**The problem**
Recast the records as a numbered list, from the line containing "Question. For every instance of the spalled" through the end of the records. Omit blank lines.

Dataset rows
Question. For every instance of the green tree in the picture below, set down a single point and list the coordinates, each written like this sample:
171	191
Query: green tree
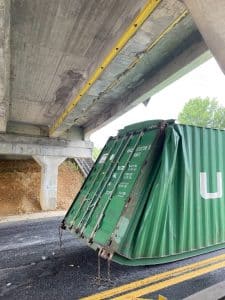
204	112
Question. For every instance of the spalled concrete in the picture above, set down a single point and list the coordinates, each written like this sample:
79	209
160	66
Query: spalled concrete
49	180
32	145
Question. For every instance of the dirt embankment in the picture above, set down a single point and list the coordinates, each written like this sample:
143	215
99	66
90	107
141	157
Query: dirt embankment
20	186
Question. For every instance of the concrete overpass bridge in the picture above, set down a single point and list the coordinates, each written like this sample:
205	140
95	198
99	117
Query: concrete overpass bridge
68	67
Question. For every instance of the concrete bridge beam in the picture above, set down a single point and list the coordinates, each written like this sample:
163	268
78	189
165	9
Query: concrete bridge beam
49	180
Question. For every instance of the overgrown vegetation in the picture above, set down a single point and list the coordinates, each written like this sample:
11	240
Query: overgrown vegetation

**Solution to the problem**
1. Question. For every instance of the spalled concrete in the picture above, set down a single point and list the coordinates, each written like this sample:
2. 79	209
3. 160	66
4. Query: spalled concrete
5. 49	180
6. 32	145
7. Question. For every instance of the dirt embankment in the picture above, set down a single point and list the coordinates, each written like this sample:
8. 143	215
9. 99	66
10. 90	107
11. 141	157
12. Query: dirt embankment
13. 20	186
14. Question. For every instance of the concrete overpass bridge in the picture above, set down a single point and list the coordinates, each written like this sample:
15. 205	140
16. 95	198
17. 99	117
18. Query: concrete overpass bridge
19. 68	67
20. Question. For every instance of the concrete bridge beam in the picture above, set down a single point and list the coordinates, each written like this sample:
21. 163	268
22. 78	189
23. 165	9
24. Query: concrete bridge beam
25. 49	180
26. Question. For every instance of the overgrown vegetation in the picture above, set down a single point and list the coordinates, each written like this sample:
27. 11	240
28. Query: overgrown vegetation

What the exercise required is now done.